▶ _RECORDS TO PROCESS_:

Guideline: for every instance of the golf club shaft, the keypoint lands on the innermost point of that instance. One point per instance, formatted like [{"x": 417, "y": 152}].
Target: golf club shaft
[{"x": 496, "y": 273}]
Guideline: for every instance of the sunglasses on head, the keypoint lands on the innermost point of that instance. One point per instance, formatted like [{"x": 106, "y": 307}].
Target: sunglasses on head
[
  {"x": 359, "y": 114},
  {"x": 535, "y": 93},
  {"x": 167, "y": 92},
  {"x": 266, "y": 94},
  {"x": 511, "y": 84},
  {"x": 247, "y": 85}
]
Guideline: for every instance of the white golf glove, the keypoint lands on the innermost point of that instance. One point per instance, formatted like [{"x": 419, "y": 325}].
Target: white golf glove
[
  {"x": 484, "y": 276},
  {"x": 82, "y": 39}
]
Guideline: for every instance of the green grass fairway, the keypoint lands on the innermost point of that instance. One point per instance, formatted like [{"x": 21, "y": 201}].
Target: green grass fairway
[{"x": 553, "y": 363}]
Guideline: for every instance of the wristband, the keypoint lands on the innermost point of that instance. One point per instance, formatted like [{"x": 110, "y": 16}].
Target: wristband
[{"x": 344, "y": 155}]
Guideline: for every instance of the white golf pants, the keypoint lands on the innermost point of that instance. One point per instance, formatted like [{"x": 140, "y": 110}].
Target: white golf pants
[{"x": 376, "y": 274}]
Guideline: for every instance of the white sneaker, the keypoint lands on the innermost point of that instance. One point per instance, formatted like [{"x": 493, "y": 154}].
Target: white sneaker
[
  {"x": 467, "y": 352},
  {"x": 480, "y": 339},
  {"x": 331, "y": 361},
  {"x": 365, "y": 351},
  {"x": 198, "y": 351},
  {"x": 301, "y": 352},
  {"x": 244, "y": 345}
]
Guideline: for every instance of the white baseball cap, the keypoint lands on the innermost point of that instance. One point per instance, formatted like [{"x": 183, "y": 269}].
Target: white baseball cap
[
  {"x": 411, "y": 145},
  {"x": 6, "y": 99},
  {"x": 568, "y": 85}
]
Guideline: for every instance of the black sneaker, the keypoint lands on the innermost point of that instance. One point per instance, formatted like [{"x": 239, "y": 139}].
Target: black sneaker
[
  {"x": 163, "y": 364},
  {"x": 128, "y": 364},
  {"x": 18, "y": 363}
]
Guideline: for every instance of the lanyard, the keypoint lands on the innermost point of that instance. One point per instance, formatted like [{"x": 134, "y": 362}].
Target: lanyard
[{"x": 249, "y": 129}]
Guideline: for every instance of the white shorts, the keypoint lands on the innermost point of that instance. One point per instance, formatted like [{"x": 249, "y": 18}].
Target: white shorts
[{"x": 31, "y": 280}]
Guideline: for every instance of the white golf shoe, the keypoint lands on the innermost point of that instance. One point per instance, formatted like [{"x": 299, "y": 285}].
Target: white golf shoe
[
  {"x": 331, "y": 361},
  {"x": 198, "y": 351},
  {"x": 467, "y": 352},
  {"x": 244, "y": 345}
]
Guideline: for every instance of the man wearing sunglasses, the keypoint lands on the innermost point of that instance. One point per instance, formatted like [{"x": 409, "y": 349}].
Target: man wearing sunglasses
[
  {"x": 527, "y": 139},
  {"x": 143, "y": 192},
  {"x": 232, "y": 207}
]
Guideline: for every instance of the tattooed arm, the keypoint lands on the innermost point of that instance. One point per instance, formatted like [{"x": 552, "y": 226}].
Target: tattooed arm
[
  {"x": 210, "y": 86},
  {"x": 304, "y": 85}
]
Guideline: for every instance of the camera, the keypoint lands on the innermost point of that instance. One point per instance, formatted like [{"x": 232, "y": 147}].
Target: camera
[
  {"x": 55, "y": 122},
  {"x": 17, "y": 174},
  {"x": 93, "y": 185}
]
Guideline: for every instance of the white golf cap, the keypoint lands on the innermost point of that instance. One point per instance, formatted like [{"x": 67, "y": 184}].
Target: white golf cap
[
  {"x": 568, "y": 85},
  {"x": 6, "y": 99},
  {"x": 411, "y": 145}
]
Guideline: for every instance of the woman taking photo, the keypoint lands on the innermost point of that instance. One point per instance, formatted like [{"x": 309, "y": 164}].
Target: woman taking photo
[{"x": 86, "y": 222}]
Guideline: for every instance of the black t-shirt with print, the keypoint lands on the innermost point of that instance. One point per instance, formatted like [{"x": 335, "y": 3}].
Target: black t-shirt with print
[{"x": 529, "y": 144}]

▶ _WHAT TO PRODUCE_: Make an exact copy of the lines above.

▶ _FULL RESPONSE_:
Guideline: for every instance of the golf club shaft, the keypoint lands on the innermost point of that instance. One point per instance, formatted like [{"x": 417, "y": 152}].
Target: golf club shaft
[{"x": 496, "y": 273}]
Guideline: for every instance of the sunglasses on head, the keypoint lands on the innermost point of that instance. One point per instance, formatted like [{"x": 106, "y": 307}].
Target: sunglasses on head
[
  {"x": 359, "y": 114},
  {"x": 535, "y": 93},
  {"x": 167, "y": 92},
  {"x": 266, "y": 94},
  {"x": 511, "y": 84},
  {"x": 247, "y": 85}
]
Guideline: for every instance of the white golf glove, the keypoint lands on the innermost point of that instance. One point per instance, formatted like [{"x": 419, "y": 325}].
Target: white golf glove
[
  {"x": 484, "y": 276},
  {"x": 82, "y": 39}
]
Guideline: for every instance of the green grass fairway, the keypoint lands on the innermost point of that instance. One point per instance, formatted like [{"x": 21, "y": 201}].
Target: green grass fairway
[{"x": 553, "y": 363}]
Guideline: for every instance of the wristband, the keypoint lands on the innermost point of that instance. One point per instance, formatted like [{"x": 110, "y": 16}].
Target: wristband
[{"x": 344, "y": 155}]
Guideline: for every instance of the white golf pants, the keypoint lands on the innermost point of that instance. One point per instance, formatted like [{"x": 140, "y": 110}].
Target: white golf pants
[{"x": 376, "y": 274}]
Guideline: for every instance of the white sneaker, the keypoint lands on the innermost point of that instance. One point per instance, formatted like [{"x": 493, "y": 154}].
Target: white sneaker
[
  {"x": 467, "y": 352},
  {"x": 480, "y": 339},
  {"x": 331, "y": 361},
  {"x": 365, "y": 351},
  {"x": 198, "y": 351},
  {"x": 301, "y": 352},
  {"x": 244, "y": 345}
]
Guideline: for every instance of the white baseball cap, the keypoint lands on the innermost point of that instance. One point per instance, formatted like [{"x": 183, "y": 269}].
Target: white baseball cap
[
  {"x": 411, "y": 145},
  {"x": 6, "y": 99},
  {"x": 568, "y": 85}
]
Guideline: for every instance of the black sneaker, the keypoint lands on the innermost point of that instance. One point per instance, formatted like [{"x": 239, "y": 139}].
Target: black sneaker
[
  {"x": 163, "y": 364},
  {"x": 128, "y": 364},
  {"x": 18, "y": 363}
]
Guideline: for every instance of the lanyard, the keypoint lands on the innermost point of that instance. One point per instance, formatted like [{"x": 134, "y": 362}].
Target: lanyard
[{"x": 249, "y": 129}]
Guideline: for every instance of the white shorts, the keypoint lands on the innermost point of that instance. One point per instance, formatted like [{"x": 249, "y": 18}].
Target: white shorts
[{"x": 31, "y": 280}]
Guideline: for every instance of the white golf shoe, the keypoint lands on the innermost point of that instance. One point per instance, formatted like [{"x": 299, "y": 285}].
Target: white golf shoe
[
  {"x": 331, "y": 361},
  {"x": 198, "y": 351},
  {"x": 467, "y": 352},
  {"x": 244, "y": 345}
]
Guideline: for every instance of the man wearing sunglasses, the keypoint lands on the innermost point of that instance. One point per instance, formatted like [{"x": 409, "y": 349}].
Target: man wearing sunglasses
[
  {"x": 527, "y": 139},
  {"x": 143, "y": 192},
  {"x": 232, "y": 207}
]
Guideline: for every instance of the tattooed arm, the keypoint lands on the innermost point of that instance. One point per instance, formatted like [{"x": 552, "y": 226}].
Target: tattooed arm
[
  {"x": 210, "y": 86},
  {"x": 304, "y": 85}
]
Guideline: for every instance of the camera, the keypoint lands on the innermost point of that instance. One point per instance, formatted like [{"x": 232, "y": 147}].
Target: camera
[
  {"x": 55, "y": 122},
  {"x": 17, "y": 174},
  {"x": 93, "y": 185}
]
Guideline: for every instance of the white golf cap, the keypoint lands on the innermost point of that instance. One point per instance, formatted like [{"x": 67, "y": 184}].
Target: white golf cap
[
  {"x": 568, "y": 85},
  {"x": 6, "y": 99},
  {"x": 411, "y": 145}
]
Guideline: for every instance of the woman taking photo, the keypoint lands on the innermost point of that instance. One point per instance, formatted like [{"x": 309, "y": 164}].
Target: woman taking photo
[{"x": 86, "y": 222}]
Guideline: for every instance of the black t-shirt with print, the keypoint lands on the innermost point of that instance. One point per instance, formatted like [{"x": 335, "y": 3}].
Target: black t-shirt with print
[{"x": 529, "y": 144}]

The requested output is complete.